### Problem requirements
Reproduce all of the following material verbatim, line by line, with no changes.

### Data excerpts
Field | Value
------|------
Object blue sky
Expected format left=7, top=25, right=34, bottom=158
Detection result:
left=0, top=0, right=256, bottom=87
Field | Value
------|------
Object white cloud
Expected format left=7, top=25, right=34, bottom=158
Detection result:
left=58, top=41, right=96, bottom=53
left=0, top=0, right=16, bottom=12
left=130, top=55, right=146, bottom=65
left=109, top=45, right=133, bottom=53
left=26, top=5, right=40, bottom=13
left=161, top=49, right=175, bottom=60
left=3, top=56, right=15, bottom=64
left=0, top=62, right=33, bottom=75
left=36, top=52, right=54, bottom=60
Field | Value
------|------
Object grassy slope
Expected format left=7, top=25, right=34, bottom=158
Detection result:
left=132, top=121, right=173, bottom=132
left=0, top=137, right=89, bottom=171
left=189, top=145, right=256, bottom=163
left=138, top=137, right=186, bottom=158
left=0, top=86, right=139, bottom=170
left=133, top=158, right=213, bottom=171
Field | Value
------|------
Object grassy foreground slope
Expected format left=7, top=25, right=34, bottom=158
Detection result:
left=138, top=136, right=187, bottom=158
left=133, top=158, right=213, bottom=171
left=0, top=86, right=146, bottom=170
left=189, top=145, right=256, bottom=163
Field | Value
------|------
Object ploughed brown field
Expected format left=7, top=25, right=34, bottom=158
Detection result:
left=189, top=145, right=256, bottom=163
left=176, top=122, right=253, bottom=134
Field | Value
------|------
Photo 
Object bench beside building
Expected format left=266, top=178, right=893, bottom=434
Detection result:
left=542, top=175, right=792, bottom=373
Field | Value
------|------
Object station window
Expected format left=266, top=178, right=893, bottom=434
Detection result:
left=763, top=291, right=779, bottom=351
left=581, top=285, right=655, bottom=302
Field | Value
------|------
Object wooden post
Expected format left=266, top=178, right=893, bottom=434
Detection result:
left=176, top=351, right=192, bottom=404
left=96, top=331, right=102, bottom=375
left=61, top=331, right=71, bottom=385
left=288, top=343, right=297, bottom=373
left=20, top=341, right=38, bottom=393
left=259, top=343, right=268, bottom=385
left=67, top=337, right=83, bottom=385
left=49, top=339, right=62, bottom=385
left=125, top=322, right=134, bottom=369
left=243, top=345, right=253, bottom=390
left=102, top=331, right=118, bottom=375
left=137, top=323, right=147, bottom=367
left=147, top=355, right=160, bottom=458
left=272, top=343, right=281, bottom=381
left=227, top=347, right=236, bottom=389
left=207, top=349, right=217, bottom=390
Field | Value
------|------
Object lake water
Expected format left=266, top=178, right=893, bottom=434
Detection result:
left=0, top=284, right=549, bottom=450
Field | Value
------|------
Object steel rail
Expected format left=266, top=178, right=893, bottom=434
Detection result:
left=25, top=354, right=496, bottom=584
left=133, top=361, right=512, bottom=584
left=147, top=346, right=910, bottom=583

### Response for this exercise
Field | Value
------|------
Object blue sky
Expected format left=7, top=25, right=34, bottom=158
Detection result:
left=0, top=0, right=256, bottom=87
Field | Value
------|------
Object white cloud
Expected format left=7, top=25, right=34, bottom=158
Detection result:
left=58, top=41, right=96, bottom=53
left=0, top=0, right=16, bottom=12
left=130, top=55, right=146, bottom=65
left=109, top=45, right=133, bottom=53
left=26, top=5, right=40, bottom=13
left=161, top=49, right=175, bottom=60
left=3, top=56, right=15, bottom=64
left=0, top=62, right=33, bottom=75
left=36, top=52, right=54, bottom=60
Field | Value
------|------
Object grassy slope
Expected format left=7, top=25, right=34, bottom=158
Detection result:
left=132, top=121, right=173, bottom=132
left=0, top=137, right=89, bottom=171
left=189, top=145, right=256, bottom=163
left=138, top=137, right=186, bottom=158
left=0, top=86, right=139, bottom=170
left=133, top=158, right=213, bottom=171
Field | Value
------|------
Object grassy foreground slope
Expected format left=7, top=25, right=34, bottom=158
Detection result:
left=138, top=136, right=187, bottom=158
left=133, top=158, right=213, bottom=171
left=0, top=86, right=146, bottom=170
left=189, top=145, right=256, bottom=163
Field | Value
------|------
Object ploughed brown field
Expected format left=7, top=25, right=34, bottom=158
Detection result:
left=189, top=145, right=256, bottom=163
left=176, top=122, right=253, bottom=134
Field | Value
------|------
Photo 
Object bench beside building
Expected format left=266, top=178, right=893, bottom=434
Detection result:
left=542, top=175, right=792, bottom=373
Field | Value
------|------
Object station window
Expected format left=266, top=178, right=893, bottom=434
Detection result:
left=763, top=291, right=779, bottom=351
left=581, top=285, right=655, bottom=302
Field | Value
------|------
Object wooden post
Expected format left=266, top=178, right=893, bottom=434
Detection result:
left=176, top=351, right=192, bottom=404
left=96, top=331, right=102, bottom=375
left=61, top=331, right=71, bottom=385
left=288, top=343, right=297, bottom=373
left=20, top=341, right=38, bottom=393
left=259, top=343, right=268, bottom=385
left=67, top=337, right=83, bottom=385
left=49, top=339, right=62, bottom=385
left=125, top=322, right=134, bottom=369
left=243, top=345, right=253, bottom=390
left=102, top=331, right=118, bottom=375
left=137, top=323, right=147, bottom=367
left=147, top=355, right=160, bottom=458
left=272, top=343, right=281, bottom=381
left=227, top=347, right=236, bottom=389
left=207, top=349, right=217, bottom=390
Field | Value
------|------
Object lake water
Expected format left=266, top=178, right=893, bottom=434
Detection result:
left=0, top=284, right=549, bottom=450
Field | Value
------|------
Object steel rail
Expected format left=266, top=178, right=893, bottom=434
Detection result:
left=25, top=354, right=496, bottom=584
left=133, top=361, right=512, bottom=584
left=147, top=346, right=910, bottom=583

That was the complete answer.